### Text section

___

Dave Bristow – Sides

Self release – Street date : October 10, 2025
Jazz
Dave Bristow – Sides

A British Pianist Crosses the Channel, and Genre Boundaries, With a Rich, Restless Jazz Mosaic.

Consider this subheading your orientation to the character at the heart of this album: an Englishman who crossed the Channel and, perhaps finding inspiration in the journey offers a compelling demonstration of his musical identity. In doing so, he presents not merely a collection of pieces, but a cohesive argument for the breadth and depth of his art. The project is rooted in classical and acoustic forms, yet resists neat classification. This is jazz, yes, but jazz as a patchwork, a hand-stitched tapestry woven from the many passions and references that animate this artist’s inner world.

Across nine distinct yet interwoven tracks, the pianist and his ensemble chart a soundscape of striking variety. At times, the music bursts into explosive bebop passages; elsewhere, it leans into sunlit tropical moods. This duality, this refusal to stay within prescribed borders, is what gives the album its singular vitality. Dave Bristow, composer, pianist, and, in many ways, curator, invites us to witness the evolution of both his voice and that of his ensemble, captured during two recording sessions spaced fourteen months apart. The backdrop to these sessions is a fractured world: one shaped by socioeconomic volatility and the lingering dissonance of post-pandemic politics.

___

### Material supplied
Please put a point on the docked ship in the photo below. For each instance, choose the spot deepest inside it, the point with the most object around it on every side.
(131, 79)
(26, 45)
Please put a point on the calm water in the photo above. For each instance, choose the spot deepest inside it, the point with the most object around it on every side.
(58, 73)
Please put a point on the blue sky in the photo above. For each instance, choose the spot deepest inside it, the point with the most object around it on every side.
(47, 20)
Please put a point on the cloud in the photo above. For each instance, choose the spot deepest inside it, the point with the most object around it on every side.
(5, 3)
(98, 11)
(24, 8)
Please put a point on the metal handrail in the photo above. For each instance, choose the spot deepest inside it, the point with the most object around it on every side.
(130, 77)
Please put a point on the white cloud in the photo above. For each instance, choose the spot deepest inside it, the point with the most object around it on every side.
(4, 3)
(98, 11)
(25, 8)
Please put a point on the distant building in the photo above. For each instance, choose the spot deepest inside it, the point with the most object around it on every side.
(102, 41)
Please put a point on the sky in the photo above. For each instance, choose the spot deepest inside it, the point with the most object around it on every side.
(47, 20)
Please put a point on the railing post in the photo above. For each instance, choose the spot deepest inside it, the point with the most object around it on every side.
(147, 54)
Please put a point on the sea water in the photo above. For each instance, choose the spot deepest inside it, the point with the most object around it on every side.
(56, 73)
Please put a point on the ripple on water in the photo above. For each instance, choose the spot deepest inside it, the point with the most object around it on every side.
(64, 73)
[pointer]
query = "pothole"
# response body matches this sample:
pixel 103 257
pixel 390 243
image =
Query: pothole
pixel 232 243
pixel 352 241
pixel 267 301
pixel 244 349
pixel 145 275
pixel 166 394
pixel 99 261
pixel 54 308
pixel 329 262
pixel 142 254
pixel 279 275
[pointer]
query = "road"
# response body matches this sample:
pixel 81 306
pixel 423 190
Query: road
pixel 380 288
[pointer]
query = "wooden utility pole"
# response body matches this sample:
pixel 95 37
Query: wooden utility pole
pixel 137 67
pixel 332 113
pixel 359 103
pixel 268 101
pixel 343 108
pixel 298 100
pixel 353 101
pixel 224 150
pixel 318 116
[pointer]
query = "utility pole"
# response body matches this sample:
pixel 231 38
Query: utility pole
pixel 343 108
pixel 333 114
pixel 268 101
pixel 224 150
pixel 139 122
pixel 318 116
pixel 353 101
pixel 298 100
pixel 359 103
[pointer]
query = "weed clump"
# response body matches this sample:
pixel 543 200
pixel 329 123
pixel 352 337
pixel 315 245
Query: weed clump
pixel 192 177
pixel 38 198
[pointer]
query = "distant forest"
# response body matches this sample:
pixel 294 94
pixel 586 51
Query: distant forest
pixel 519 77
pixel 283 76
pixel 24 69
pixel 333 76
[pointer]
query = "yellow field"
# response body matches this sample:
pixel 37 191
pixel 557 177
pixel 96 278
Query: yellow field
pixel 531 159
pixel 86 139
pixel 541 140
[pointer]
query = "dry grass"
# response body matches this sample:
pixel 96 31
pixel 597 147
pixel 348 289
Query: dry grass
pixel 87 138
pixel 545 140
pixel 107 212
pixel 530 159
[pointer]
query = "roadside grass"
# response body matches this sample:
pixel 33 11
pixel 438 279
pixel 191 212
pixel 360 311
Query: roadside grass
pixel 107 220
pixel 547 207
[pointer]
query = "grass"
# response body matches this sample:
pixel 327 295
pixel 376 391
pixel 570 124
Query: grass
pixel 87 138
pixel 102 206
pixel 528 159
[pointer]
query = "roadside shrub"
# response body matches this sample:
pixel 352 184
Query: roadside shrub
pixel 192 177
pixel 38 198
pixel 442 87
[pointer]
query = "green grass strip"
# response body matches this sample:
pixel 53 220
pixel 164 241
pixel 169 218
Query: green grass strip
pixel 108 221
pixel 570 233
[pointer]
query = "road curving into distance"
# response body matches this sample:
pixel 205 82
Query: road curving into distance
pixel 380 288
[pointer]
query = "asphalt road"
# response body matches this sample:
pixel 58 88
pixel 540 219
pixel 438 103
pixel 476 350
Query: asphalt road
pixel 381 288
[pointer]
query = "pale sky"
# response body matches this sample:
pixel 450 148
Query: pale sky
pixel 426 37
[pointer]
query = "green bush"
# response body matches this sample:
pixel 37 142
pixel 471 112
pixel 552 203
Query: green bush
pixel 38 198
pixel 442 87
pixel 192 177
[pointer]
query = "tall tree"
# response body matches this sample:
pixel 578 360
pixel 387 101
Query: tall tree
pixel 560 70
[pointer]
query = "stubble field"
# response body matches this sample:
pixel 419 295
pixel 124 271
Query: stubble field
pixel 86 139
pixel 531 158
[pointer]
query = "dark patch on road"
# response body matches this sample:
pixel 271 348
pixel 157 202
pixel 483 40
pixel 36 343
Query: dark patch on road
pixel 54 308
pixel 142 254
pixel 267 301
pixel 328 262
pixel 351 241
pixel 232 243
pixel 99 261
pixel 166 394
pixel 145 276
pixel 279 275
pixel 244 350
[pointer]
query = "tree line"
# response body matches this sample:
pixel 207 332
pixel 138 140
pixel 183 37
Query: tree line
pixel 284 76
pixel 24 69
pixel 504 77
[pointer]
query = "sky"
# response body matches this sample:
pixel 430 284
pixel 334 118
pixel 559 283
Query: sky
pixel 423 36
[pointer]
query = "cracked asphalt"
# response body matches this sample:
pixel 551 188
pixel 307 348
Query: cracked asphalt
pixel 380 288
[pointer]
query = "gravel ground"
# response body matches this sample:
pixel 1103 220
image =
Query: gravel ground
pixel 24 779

___

### Exercise requirements
1. According to the Dave Bristow review, how much time separated the album's two recording sessions?
2. Continue the Dave Bristow review from where it stops.
The listing is not needed for this work.

### Results for each task
1. The two sessions were fourteen months apart.

2.
The music itself reflects this confusion, at times winding, chaotic, even deliberately unresolved. But within the improvisational turbulence lies a counterbalancing impulse: structure, clarity, and accessible melodic lines that offer reassurance and even beauty. This is jazz that does not pander, but neither does it alienate. It challenges, provokes, and consoles in equal measure.

And this, then, is the key to unlocking the album’s many-layered architecture: a tortured expression for a tortured time, unfolding in nine tableaux. One standout moment comes courtesy of guitarist Mike Stern on the track Buddha. Stern’s sound, a knowing nod to past decades, acts as a kind of time capsule for listeners familiar with his body of work. It’s a moment that bridges eras, connecting the old and the new through tone and phrasing.

As for Bristow himself, there are echoes in his playing and compositional style that call to mind fellow Brit Gwilym Simcock—a comparison not without merit. Both are alumni of the University of Manchester, and both exude a quiet confidence in their writing. Where Bristow diverges, perhaps, is in his more open-ended approach to arrangement, privileging substance over surface. It’s an artistic choice that yields atmosphere over ornamentation, and mood over mere display.

This is not, however, an easy listen. It is an album aimed squarely at a discerning audience. Its references are not confined to recent trends, but draw deeply from the well of jazz history, requiring the listener to engage, recall, and reflect.

There is, it must be said, one misstep: track six, Rêverie d’automne, with its pseudo-poetic spoken word and gauzy, affected vocal performance, reminiscent of a style currently in vogue among certain French artists striving for intellectual weight. The result is unfortunately less evocative than it is awkward.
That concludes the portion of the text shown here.